| PROBLEM |
Extract the listing in its entirety, keeping each line identical to the original.
[ENTRIES start]
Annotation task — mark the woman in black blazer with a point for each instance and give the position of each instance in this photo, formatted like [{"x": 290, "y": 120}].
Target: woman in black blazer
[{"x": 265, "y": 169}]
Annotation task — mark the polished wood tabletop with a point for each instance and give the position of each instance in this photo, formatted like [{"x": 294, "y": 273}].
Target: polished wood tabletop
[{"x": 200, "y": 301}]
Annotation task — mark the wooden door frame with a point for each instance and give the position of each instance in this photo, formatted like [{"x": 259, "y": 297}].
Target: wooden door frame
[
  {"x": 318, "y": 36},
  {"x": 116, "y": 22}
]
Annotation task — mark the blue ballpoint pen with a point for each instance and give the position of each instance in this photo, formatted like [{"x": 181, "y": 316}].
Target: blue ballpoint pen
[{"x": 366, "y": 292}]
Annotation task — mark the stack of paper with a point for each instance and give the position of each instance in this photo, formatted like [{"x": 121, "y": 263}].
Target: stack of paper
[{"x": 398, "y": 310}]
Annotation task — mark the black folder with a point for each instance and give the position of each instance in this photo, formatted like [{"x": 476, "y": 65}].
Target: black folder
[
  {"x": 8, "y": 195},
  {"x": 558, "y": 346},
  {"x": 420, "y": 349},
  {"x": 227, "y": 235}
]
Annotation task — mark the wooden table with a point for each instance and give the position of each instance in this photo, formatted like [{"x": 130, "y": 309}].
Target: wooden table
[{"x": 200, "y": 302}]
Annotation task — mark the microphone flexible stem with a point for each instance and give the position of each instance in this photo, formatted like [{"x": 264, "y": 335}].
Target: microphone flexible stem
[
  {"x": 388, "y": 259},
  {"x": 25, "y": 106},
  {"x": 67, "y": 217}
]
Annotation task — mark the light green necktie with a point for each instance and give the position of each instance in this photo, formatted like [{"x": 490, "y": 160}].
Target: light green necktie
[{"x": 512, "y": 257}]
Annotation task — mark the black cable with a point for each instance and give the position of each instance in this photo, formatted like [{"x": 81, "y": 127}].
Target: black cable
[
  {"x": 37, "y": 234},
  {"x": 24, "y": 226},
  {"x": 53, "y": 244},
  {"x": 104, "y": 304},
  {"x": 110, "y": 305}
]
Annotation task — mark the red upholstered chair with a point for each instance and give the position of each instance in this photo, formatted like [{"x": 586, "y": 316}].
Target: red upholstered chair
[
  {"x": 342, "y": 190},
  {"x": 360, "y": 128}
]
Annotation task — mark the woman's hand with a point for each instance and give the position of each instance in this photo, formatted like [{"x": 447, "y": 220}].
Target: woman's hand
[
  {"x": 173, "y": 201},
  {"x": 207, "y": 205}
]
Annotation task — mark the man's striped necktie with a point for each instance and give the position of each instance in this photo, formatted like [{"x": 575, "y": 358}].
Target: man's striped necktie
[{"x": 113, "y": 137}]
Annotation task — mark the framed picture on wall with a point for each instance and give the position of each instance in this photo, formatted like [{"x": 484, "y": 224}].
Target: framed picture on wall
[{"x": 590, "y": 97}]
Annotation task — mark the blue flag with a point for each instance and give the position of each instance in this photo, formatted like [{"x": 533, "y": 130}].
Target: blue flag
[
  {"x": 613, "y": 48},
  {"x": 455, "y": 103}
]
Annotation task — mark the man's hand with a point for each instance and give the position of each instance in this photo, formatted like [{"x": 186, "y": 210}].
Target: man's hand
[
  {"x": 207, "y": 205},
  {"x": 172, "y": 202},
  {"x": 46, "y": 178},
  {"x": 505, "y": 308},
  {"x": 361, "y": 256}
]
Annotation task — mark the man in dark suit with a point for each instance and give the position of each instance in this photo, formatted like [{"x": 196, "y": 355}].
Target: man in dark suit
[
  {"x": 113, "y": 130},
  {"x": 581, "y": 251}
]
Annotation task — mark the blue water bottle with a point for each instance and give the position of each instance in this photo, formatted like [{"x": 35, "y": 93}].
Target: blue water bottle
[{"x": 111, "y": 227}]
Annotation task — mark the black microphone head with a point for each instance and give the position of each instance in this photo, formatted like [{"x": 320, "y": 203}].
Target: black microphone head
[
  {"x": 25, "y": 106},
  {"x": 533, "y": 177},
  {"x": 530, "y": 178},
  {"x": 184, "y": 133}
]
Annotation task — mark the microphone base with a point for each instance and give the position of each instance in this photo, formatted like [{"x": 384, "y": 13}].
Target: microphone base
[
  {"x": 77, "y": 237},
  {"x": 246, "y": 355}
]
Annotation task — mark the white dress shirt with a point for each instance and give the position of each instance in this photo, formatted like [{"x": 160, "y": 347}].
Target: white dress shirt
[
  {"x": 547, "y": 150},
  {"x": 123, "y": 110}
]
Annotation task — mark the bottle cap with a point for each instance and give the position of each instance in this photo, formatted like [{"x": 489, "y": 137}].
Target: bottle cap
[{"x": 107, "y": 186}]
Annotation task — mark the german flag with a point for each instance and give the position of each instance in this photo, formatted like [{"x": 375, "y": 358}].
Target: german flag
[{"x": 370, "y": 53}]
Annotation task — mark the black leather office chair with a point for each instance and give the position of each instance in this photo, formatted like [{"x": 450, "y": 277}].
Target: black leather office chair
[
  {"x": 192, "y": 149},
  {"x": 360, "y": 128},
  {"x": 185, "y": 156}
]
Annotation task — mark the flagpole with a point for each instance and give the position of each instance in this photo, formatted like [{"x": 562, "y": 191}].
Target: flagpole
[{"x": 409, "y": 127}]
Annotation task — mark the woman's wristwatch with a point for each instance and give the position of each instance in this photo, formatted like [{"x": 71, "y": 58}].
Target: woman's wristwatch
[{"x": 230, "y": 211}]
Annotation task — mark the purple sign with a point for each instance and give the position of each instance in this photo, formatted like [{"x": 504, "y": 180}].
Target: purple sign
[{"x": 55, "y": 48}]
[ENTRIES end]
| EXERCISE OUTPUT |
Annotation task — mark the woman in black blazer with a point for each instance and give the position of each instance in this photo, formatted like [{"x": 290, "y": 120}].
Target: woman in black blazer
[{"x": 265, "y": 169}]
Annotation task — mark the polished wood tabletop with a point for each instance and give the position of each instance in this photo, formatted like [{"x": 294, "y": 273}].
Target: polished wood tabletop
[{"x": 200, "y": 301}]
Annotation task — mark the wooden door frame with a point for each instance and give the position of each instance in this photo, formatted like [{"x": 259, "y": 297}].
Target: wooden door frame
[
  {"x": 318, "y": 36},
  {"x": 116, "y": 22}
]
Annotation task — mark the blue ballpoint pen with a point for each instance and give the position of each instance in this photo, formatted like [{"x": 181, "y": 316}].
Target: blue ballpoint pen
[{"x": 366, "y": 292}]
Annotation task — mark the stack of paper with a point for each instance and give the position of each instance in this photo, formatted like [{"x": 121, "y": 263}].
Target: stack of paper
[{"x": 398, "y": 310}]
Annotation task — mark the black folder with a point for each instance and give the position of each instance in this photo, formatted like [{"x": 476, "y": 65}].
Target: black folder
[
  {"x": 8, "y": 195},
  {"x": 558, "y": 346},
  {"x": 420, "y": 349},
  {"x": 227, "y": 235}
]
Annotation task — mark the wooden table with a point for each instance and give the position of each instance in this photo, formatted like [{"x": 130, "y": 309}].
Target: wooden table
[{"x": 200, "y": 302}]
Annotation task — mark the microphone flexible stem with a point for each instance and give the position of each instance in this photo, formatted like [{"x": 264, "y": 335}].
Target: microphone flexible stem
[
  {"x": 388, "y": 259},
  {"x": 25, "y": 106},
  {"x": 67, "y": 217}
]
Annotation task — mark the light green necktie with a point for each instance and give the position of each instance in this photo, formatted like [{"x": 490, "y": 160}].
Target: light green necktie
[{"x": 512, "y": 257}]
Annotation task — mark the black cable with a point for each instance and give the position of each instance in this photo, formatted like [{"x": 81, "y": 127}].
Target: black cable
[
  {"x": 37, "y": 234},
  {"x": 24, "y": 226},
  {"x": 53, "y": 244},
  {"x": 104, "y": 304},
  {"x": 110, "y": 305}
]
Annotation task — mark the red upholstered chair with a point for each instance and give the position of each instance in this photo, formatted like [{"x": 586, "y": 316}].
Target: red upholstered chair
[
  {"x": 342, "y": 190},
  {"x": 360, "y": 128}
]
Annotation task — mark the woman's hand with a point for each instance and give the position of each instance in this photo, formatted like [{"x": 447, "y": 220}].
Target: woman's hand
[
  {"x": 173, "y": 201},
  {"x": 207, "y": 205}
]
Annotation task — mark the man's striped necktie with a point for each instance and give the position of each instance in this photo, formatted like [{"x": 575, "y": 358}].
Target: man's striped necktie
[{"x": 113, "y": 137}]
Annotation task — mark the framed picture on wall with a point for each instance and give the position of each instance in this photo, formatted like [{"x": 484, "y": 224}].
Target: framed picture on wall
[{"x": 590, "y": 97}]
Annotation task — mark the blue flag with a point for each instance and give the position of each instance in this photo, formatted like [{"x": 533, "y": 130}].
Target: blue flag
[
  {"x": 613, "y": 48},
  {"x": 455, "y": 103}
]
Annotation task — mark the man's hand with a point for each instance and give the position of each instance in this photo, formatted like [{"x": 186, "y": 210}].
Target: man's hand
[
  {"x": 207, "y": 205},
  {"x": 172, "y": 202},
  {"x": 46, "y": 178},
  {"x": 505, "y": 308},
  {"x": 361, "y": 256}
]
Annotation task — mark the man in dark suit with a point for each instance and give the position of each instance in this photo, formatted like [{"x": 196, "y": 355}].
Target: man in dark suit
[
  {"x": 113, "y": 130},
  {"x": 581, "y": 251}
]
Annotation task — mark the blue water bottle with a point for each instance and give the position of each instance in this photo, formatted like [{"x": 35, "y": 93}].
Target: blue water bottle
[{"x": 111, "y": 227}]
Annotation task — mark the black microphone head with a point for each instance and give the position of each instance in this photo, formatted like [{"x": 320, "y": 203}].
Target: black microphone head
[
  {"x": 25, "y": 106},
  {"x": 533, "y": 177},
  {"x": 530, "y": 178},
  {"x": 184, "y": 133}
]
Annotation task — mark the microphone base with a point for each instance and give the position of each instance in this photo, formatted like [{"x": 384, "y": 13}].
Target: microphone base
[
  {"x": 77, "y": 237},
  {"x": 246, "y": 355}
]
Annotation task — mark the white dress shirt with a point for each instance and give the position of each instance in this photo, formatted like [{"x": 160, "y": 347}].
Target: white dress shirt
[
  {"x": 547, "y": 150},
  {"x": 123, "y": 110}
]
Annotation task — mark the bottle cap with a point for each instance and give the position of each instance in this photo, formatted like [{"x": 489, "y": 137}].
Target: bottle cap
[{"x": 107, "y": 186}]
Annotation task — mark the german flag with a point for each instance and give the position of each instance in this photo, formatted like [{"x": 375, "y": 358}].
Target: german flag
[{"x": 370, "y": 53}]
Annotation task — mark the black leather office chair with a point for each instance and give the position of each instance in this photo, formatted like [{"x": 450, "y": 277}].
Target: black leather office chair
[
  {"x": 192, "y": 149},
  {"x": 360, "y": 128},
  {"x": 185, "y": 156}
]
Annotation task — mark the flagpole with a point for each instance and give the position of each instance in this photo, formatted like [{"x": 562, "y": 191}].
Target: flagpole
[{"x": 409, "y": 127}]
Annotation task — mark the woman's wristwatch with a point for each instance and give the position of each instance in this photo, formatted like [{"x": 71, "y": 58}].
Target: woman's wristwatch
[{"x": 230, "y": 211}]
Annotation task — mark the purple sign with a point for each instance and give the position of each instance in this photo, formatted like [{"x": 504, "y": 180}].
Target: purple sign
[{"x": 55, "y": 48}]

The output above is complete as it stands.